• [BRIEF]: From the records below, filter out every line containing the string "spectators" and copy those lines in their original order.

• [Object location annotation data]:
▽

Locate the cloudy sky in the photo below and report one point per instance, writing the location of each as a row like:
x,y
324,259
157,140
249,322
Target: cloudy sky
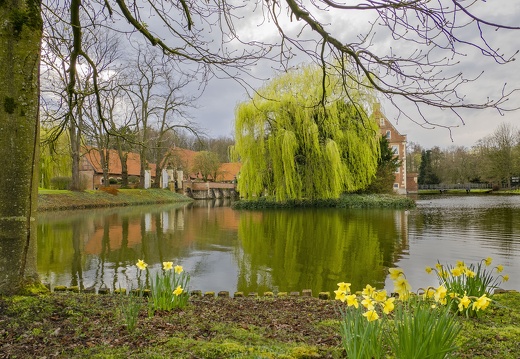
x,y
216,107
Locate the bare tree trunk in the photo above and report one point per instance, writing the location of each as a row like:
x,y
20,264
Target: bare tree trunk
x,y
75,140
19,141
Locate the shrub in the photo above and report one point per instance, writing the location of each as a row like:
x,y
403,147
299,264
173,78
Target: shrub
x,y
110,190
61,182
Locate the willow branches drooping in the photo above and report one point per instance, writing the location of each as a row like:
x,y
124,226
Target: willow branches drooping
x,y
298,147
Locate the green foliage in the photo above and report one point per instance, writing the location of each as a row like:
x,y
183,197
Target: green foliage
x,y
298,147
470,286
426,173
411,326
61,183
130,306
207,164
424,332
54,160
9,105
361,338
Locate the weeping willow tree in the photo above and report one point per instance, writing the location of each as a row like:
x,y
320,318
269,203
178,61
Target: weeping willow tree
x,y
54,158
306,136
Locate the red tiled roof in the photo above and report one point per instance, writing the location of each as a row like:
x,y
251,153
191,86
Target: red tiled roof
x,y
177,157
114,164
228,171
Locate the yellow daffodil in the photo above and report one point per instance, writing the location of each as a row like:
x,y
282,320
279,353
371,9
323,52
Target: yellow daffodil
x,y
464,302
395,273
340,295
371,315
388,305
368,290
141,264
440,294
380,296
352,301
178,291
401,285
429,293
457,271
481,303
469,273
344,287
368,303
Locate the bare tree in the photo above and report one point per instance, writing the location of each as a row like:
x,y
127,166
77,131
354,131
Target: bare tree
x,y
497,154
441,33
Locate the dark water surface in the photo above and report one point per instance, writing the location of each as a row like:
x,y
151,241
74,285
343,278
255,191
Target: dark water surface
x,y
285,250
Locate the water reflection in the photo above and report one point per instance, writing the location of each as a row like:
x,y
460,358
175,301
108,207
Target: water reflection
x,y
316,249
288,250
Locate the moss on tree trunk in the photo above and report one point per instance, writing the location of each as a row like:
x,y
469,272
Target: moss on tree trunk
x,y
20,38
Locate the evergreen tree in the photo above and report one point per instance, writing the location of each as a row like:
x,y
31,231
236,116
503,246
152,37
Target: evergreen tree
x,y
426,173
387,164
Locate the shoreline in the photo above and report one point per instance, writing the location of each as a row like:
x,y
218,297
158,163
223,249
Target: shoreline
x,y
69,200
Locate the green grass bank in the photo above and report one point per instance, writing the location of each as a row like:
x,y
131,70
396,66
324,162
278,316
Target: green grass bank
x,y
51,200
79,325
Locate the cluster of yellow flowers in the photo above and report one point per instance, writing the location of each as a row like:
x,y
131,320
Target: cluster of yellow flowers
x,y
372,299
166,266
461,269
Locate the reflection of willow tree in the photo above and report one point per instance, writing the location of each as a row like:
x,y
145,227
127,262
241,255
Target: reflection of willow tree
x,y
60,249
311,249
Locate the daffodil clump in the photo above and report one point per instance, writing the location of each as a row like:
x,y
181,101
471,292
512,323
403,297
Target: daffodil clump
x,y
470,287
169,288
408,325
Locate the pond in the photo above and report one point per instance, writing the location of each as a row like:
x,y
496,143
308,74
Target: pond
x,y
280,250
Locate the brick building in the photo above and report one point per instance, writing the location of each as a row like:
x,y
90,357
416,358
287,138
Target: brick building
x,y
404,182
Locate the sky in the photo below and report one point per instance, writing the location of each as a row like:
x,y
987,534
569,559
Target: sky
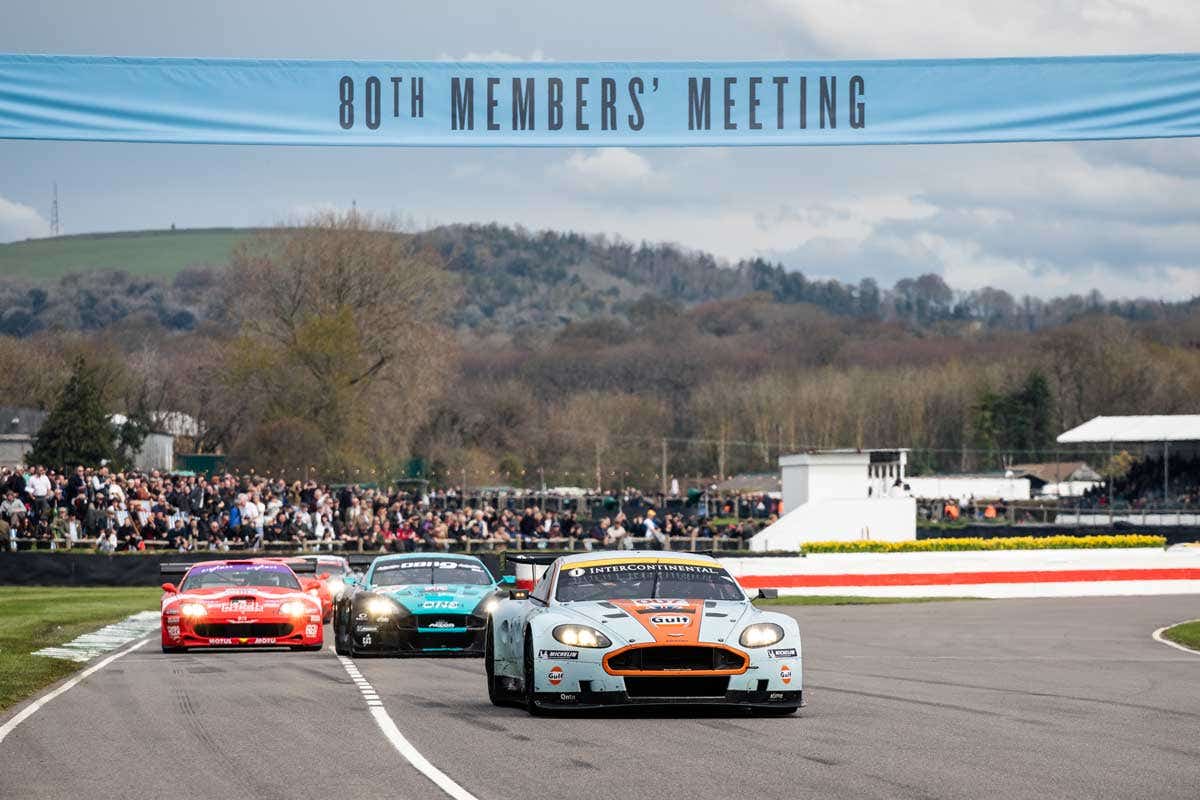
x,y
1039,218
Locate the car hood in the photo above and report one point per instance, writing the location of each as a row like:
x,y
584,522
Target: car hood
x,y
447,599
667,621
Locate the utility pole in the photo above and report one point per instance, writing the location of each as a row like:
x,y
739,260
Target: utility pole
x,y
55,227
664,467
599,480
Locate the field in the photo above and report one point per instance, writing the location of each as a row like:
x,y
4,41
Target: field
x,y
33,618
153,253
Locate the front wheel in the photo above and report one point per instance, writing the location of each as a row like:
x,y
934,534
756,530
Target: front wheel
x,y
493,692
339,648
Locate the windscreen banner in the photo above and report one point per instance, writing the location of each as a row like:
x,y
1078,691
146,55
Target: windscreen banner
x,y
549,103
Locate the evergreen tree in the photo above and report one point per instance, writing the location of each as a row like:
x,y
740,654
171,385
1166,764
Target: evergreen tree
x,y
77,429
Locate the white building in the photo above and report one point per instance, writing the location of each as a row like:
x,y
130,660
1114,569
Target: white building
x,y
971,487
841,495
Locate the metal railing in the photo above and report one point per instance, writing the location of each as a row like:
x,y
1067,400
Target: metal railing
x,y
1051,513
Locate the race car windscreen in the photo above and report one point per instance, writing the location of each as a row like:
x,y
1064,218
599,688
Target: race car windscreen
x,y
240,575
646,581
430,573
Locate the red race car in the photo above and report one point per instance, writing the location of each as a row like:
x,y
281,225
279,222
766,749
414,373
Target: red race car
x,y
232,603
316,585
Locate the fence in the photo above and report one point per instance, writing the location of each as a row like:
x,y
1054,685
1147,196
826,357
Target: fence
x,y
556,543
1051,513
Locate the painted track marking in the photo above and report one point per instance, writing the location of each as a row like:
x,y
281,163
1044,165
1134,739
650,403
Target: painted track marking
x,y
1158,637
405,747
33,708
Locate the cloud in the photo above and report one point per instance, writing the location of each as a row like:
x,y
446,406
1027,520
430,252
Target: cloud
x,y
607,170
984,28
496,55
18,221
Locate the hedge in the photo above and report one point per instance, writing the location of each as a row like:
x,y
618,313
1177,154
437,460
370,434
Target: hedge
x,y
976,543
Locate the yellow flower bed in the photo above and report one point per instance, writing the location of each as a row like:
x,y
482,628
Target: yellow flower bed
x,y
976,543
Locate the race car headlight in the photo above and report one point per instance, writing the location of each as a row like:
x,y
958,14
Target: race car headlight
x,y
581,636
294,608
381,607
193,609
760,635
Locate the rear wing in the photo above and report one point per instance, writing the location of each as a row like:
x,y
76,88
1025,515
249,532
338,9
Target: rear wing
x,y
529,567
169,572
360,561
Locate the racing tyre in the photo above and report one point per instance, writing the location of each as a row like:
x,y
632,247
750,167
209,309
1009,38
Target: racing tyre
x,y
493,692
531,703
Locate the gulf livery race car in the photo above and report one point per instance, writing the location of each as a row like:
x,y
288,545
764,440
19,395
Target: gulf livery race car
x,y
417,603
235,603
641,629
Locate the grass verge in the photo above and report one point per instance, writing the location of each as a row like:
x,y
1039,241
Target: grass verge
x,y
1186,633
847,600
977,543
33,618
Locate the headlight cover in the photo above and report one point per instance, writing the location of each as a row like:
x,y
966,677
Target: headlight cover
x,y
192,609
486,607
760,635
581,636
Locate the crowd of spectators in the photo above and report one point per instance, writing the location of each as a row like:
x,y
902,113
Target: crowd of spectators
x,y
133,511
1141,487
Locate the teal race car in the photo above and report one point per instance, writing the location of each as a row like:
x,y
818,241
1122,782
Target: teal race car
x,y
418,603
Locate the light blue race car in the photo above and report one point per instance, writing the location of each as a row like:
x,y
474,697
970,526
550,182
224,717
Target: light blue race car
x,y
417,603
641,629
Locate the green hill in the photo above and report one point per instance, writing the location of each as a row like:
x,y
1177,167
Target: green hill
x,y
151,253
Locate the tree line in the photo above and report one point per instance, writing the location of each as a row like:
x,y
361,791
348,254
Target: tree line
x,y
339,348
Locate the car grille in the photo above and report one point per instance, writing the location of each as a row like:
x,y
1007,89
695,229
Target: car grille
x,y
244,630
442,641
677,659
676,686
445,620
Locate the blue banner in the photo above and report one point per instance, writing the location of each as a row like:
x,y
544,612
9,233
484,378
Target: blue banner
x,y
443,103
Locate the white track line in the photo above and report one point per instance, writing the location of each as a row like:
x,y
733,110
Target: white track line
x,y
397,739
33,708
1158,637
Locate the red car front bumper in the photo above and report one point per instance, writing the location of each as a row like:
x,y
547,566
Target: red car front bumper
x,y
238,631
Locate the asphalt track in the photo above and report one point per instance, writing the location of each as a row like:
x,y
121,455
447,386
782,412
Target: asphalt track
x,y
1009,698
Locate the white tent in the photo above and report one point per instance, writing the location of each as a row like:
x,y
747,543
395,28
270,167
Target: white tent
x,y
1151,427
1145,428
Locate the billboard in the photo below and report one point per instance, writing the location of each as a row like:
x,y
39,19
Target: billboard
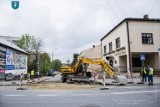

△

• [IN RESPONSE]:
Locate the crowd of spectators in the photo above and report one point per instance, writing the location of each as a row like:
Target: crowd of spectators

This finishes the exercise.